Goal of the exercise »
Drop every picture and copy exactly the lines from the one with "Note: pick out each instance of the overcast" through the last line of the listing below.

Extracted data »
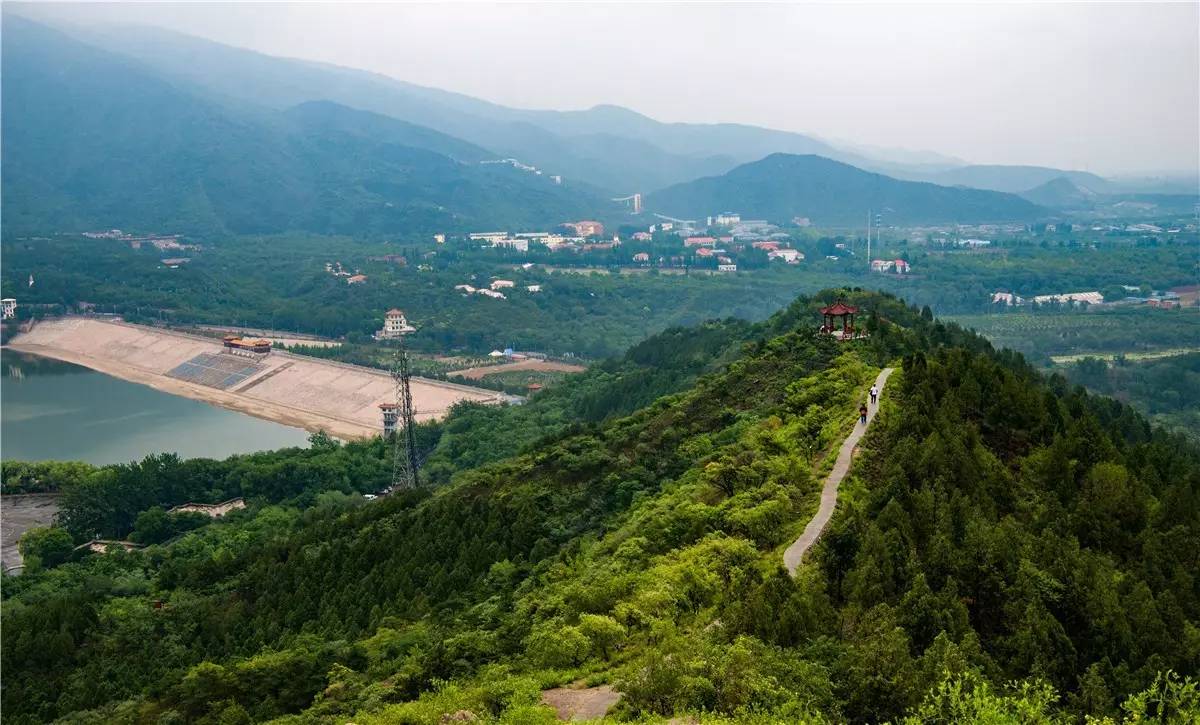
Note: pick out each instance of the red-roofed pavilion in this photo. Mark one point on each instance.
(839, 310)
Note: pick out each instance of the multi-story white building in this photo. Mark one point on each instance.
(394, 325)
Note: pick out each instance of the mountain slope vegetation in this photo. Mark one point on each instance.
(997, 526)
(94, 139)
(781, 186)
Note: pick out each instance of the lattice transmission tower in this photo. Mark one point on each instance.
(403, 462)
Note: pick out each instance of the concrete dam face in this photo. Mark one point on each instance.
(342, 400)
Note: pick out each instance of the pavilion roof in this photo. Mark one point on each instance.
(839, 307)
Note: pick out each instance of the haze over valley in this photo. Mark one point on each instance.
(611, 363)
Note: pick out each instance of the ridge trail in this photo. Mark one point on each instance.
(813, 532)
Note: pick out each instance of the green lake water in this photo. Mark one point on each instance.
(58, 411)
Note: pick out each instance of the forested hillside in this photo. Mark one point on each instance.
(1007, 549)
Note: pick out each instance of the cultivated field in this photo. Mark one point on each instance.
(342, 400)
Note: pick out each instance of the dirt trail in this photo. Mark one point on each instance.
(581, 703)
(813, 532)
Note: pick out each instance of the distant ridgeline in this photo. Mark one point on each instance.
(627, 528)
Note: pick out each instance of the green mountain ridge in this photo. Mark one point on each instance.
(781, 186)
(996, 526)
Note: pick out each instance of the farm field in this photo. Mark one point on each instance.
(1146, 355)
(475, 373)
(1044, 335)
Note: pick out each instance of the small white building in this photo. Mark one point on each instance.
(487, 235)
(521, 245)
(214, 510)
(394, 325)
(1072, 298)
(789, 256)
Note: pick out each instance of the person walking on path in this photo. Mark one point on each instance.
(795, 553)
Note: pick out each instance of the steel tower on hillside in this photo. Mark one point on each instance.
(403, 462)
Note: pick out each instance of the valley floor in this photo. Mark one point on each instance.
(342, 400)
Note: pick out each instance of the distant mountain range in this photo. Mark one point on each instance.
(610, 147)
(828, 192)
(151, 129)
(96, 139)
(1065, 195)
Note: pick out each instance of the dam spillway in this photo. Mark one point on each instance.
(340, 399)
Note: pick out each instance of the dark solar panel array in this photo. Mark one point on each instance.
(215, 370)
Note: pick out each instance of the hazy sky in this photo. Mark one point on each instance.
(1109, 88)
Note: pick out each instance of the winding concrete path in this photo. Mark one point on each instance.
(829, 492)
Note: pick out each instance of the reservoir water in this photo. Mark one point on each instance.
(58, 411)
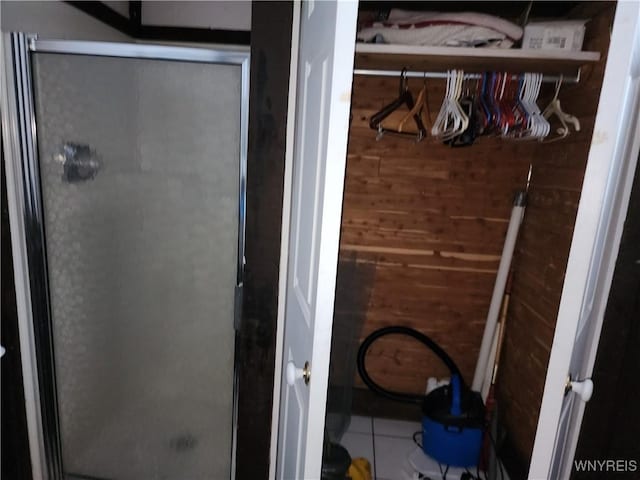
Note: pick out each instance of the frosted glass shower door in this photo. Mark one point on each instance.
(140, 163)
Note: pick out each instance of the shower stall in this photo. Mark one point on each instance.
(126, 182)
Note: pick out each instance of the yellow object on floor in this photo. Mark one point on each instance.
(360, 469)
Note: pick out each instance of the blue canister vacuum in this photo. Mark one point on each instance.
(453, 415)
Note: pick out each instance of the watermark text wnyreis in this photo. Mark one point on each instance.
(607, 465)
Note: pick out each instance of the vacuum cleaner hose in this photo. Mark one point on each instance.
(399, 330)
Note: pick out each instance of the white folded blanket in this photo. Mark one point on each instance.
(465, 29)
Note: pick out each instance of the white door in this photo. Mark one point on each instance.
(596, 238)
(325, 72)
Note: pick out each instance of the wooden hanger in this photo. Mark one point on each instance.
(404, 99)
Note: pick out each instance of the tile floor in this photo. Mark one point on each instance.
(389, 447)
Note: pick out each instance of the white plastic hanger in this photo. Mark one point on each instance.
(554, 108)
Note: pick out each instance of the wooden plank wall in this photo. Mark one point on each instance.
(431, 221)
(543, 248)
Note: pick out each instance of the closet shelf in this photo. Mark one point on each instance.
(418, 58)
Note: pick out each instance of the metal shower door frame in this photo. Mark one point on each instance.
(19, 131)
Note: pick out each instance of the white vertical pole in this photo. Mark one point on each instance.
(517, 214)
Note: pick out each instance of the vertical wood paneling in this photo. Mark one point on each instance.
(543, 248)
(431, 221)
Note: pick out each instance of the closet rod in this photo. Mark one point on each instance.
(443, 75)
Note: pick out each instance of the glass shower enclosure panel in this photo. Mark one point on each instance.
(140, 164)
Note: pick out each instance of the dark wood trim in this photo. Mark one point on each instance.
(135, 16)
(105, 14)
(255, 350)
(134, 26)
(198, 35)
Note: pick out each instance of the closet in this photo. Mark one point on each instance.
(424, 225)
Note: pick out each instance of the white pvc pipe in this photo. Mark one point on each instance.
(517, 214)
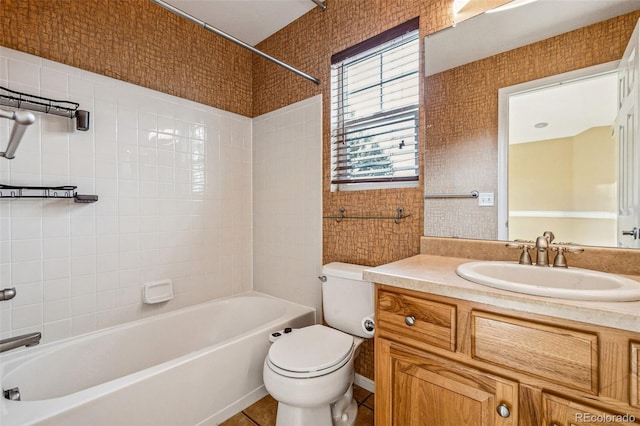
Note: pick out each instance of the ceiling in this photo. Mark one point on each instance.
(250, 21)
(568, 108)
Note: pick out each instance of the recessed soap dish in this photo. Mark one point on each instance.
(157, 291)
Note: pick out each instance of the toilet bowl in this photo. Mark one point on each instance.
(310, 371)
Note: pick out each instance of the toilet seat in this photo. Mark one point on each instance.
(310, 352)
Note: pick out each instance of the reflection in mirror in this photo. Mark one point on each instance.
(461, 114)
(562, 161)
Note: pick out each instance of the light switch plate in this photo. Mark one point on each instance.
(485, 199)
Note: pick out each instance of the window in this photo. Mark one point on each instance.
(374, 111)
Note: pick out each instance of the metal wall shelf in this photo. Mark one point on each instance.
(67, 191)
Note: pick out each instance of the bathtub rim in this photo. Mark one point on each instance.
(23, 411)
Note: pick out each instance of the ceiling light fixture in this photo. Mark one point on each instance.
(511, 5)
(458, 5)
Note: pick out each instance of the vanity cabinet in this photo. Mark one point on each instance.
(430, 391)
(449, 362)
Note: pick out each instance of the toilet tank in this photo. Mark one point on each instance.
(346, 298)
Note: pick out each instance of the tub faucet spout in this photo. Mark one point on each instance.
(27, 340)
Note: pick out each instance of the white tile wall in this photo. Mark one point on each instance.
(287, 181)
(175, 184)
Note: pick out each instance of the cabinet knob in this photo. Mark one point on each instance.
(503, 410)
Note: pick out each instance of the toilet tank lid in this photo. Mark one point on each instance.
(344, 270)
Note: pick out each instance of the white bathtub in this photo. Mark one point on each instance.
(197, 365)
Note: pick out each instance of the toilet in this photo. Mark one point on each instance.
(310, 370)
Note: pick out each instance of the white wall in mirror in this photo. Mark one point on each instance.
(561, 162)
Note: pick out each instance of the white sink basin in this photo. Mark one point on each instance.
(569, 283)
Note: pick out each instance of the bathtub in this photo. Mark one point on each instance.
(194, 366)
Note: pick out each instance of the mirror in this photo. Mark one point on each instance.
(466, 66)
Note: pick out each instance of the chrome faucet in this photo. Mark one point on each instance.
(543, 244)
(27, 340)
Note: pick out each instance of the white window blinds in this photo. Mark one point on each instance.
(374, 109)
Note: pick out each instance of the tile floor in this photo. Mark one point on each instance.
(263, 412)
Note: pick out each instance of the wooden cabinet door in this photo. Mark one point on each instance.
(430, 391)
(558, 411)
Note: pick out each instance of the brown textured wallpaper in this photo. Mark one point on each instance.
(308, 44)
(135, 41)
(462, 119)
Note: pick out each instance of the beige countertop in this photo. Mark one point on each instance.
(436, 275)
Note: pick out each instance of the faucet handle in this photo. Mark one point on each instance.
(560, 261)
(525, 257)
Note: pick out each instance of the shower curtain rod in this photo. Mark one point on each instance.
(233, 39)
(320, 3)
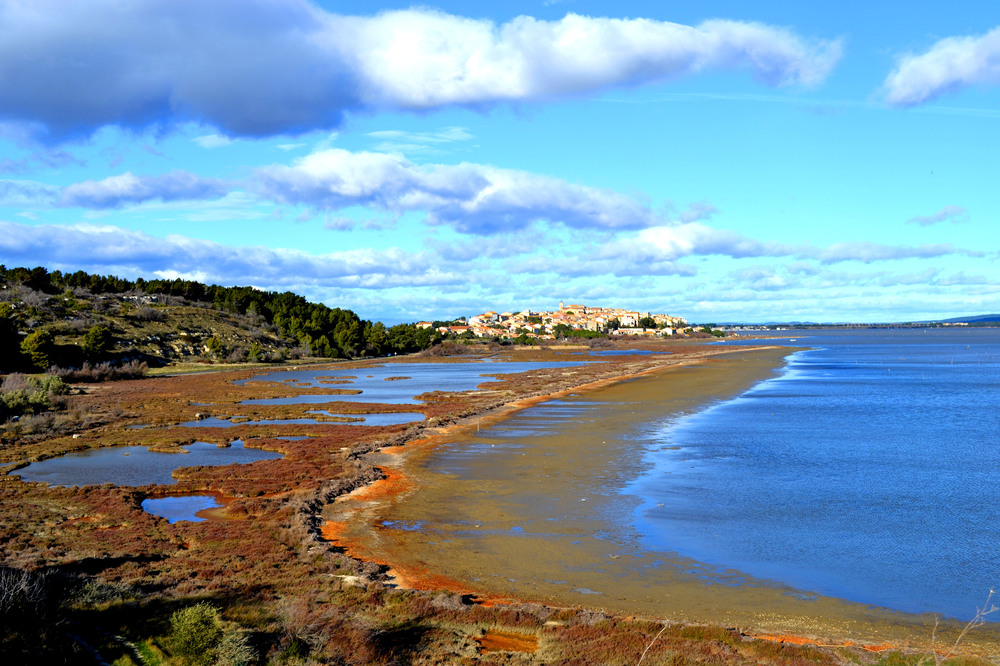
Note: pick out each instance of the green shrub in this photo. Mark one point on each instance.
(194, 633)
(38, 347)
(98, 341)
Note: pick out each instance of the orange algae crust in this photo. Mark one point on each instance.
(506, 641)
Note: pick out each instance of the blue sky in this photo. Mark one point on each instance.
(721, 161)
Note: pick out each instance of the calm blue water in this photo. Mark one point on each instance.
(867, 470)
(177, 508)
(135, 465)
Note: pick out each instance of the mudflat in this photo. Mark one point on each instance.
(504, 508)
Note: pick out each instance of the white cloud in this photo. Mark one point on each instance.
(111, 249)
(212, 141)
(399, 141)
(946, 214)
(265, 67)
(949, 65)
(127, 188)
(868, 252)
(472, 198)
(27, 194)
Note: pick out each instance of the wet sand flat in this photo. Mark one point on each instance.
(526, 511)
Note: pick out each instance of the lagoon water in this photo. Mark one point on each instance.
(135, 465)
(867, 470)
(394, 383)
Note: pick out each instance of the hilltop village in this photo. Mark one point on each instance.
(548, 325)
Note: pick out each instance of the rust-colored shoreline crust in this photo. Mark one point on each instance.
(760, 608)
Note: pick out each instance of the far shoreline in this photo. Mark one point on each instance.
(413, 494)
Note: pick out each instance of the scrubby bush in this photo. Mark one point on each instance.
(101, 372)
(22, 394)
(195, 631)
(38, 347)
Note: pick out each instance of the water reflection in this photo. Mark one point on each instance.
(135, 465)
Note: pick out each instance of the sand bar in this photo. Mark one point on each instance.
(540, 517)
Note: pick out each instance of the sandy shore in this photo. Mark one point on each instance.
(510, 507)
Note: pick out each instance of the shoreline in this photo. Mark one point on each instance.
(410, 537)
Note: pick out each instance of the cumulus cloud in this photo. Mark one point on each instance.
(127, 188)
(472, 198)
(869, 252)
(946, 214)
(27, 194)
(212, 141)
(950, 65)
(105, 248)
(265, 67)
(671, 242)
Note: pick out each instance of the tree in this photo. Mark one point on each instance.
(38, 347)
(10, 341)
(214, 347)
(98, 341)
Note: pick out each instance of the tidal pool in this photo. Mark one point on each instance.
(396, 383)
(135, 465)
(182, 507)
(384, 419)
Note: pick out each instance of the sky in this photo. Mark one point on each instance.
(719, 161)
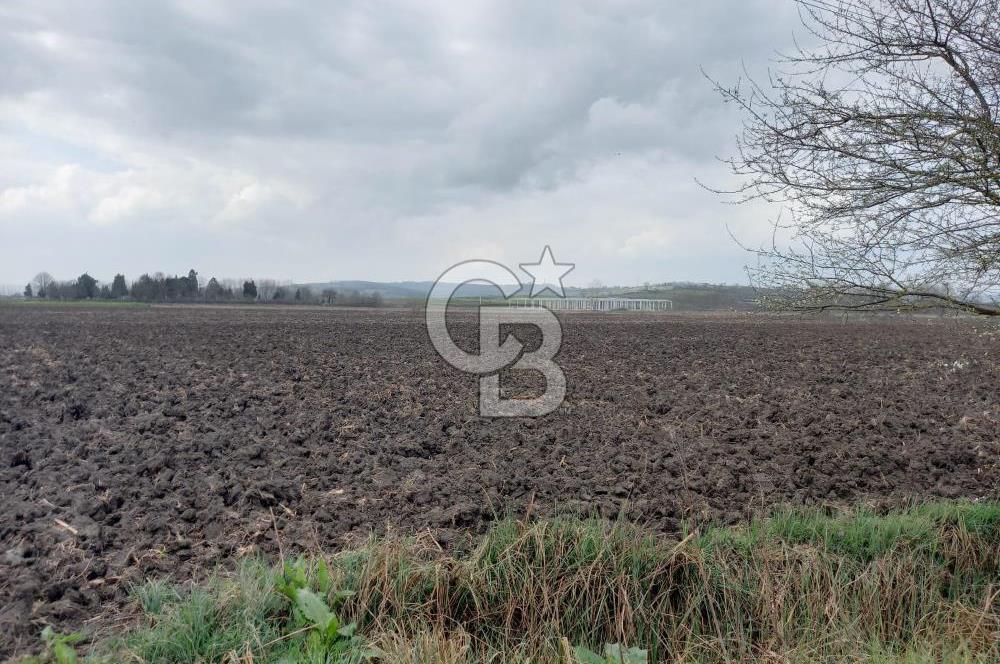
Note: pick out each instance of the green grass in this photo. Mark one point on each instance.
(912, 586)
(75, 304)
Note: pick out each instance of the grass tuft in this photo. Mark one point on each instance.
(916, 585)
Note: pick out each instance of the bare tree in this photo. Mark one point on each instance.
(883, 143)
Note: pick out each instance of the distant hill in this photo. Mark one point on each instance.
(685, 296)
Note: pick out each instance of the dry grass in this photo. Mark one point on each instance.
(921, 585)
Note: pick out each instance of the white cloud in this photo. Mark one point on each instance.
(372, 140)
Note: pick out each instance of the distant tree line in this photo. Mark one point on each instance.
(158, 287)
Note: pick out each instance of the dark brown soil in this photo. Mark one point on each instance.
(138, 443)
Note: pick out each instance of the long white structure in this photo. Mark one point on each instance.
(591, 303)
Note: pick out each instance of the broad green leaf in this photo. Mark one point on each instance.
(616, 653)
(313, 608)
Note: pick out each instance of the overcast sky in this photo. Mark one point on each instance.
(374, 140)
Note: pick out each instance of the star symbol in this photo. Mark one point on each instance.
(547, 274)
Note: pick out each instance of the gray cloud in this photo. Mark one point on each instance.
(372, 140)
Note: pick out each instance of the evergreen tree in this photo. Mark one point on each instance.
(119, 289)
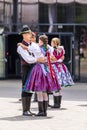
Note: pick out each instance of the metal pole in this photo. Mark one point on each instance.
(15, 16)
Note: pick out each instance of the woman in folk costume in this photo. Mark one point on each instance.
(63, 75)
(41, 79)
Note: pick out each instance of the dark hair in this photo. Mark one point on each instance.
(44, 38)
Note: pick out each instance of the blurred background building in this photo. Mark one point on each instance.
(61, 18)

Answer to the exercise »
Note: pick out each instance of the overcast sky in this photo. Mark one point on each instance.
(374, 140)
Note: pick out each instance of the star symbol in this photo. Mark one point on each instance.
(547, 274)
Note: pick out each instance of the gray cloud in this photo. Mark one point on each instance.
(372, 140)
Note: pick out each instance of the evergreen tree in this photo. Mark one point on each instance.
(119, 289)
Note: pick out each instance of the metal pole in this photo. Mark one point on each instance.
(15, 16)
Note: pick out each instance of the woman in folk costume in this photo. Mark one point on each instance.
(63, 75)
(41, 79)
Note: pick out each instance of the dark hair in this photo. Mark one point on each instance.
(44, 38)
Note: pick out each instance of the blurred background building in this photo. Mark one point on each instance.
(61, 18)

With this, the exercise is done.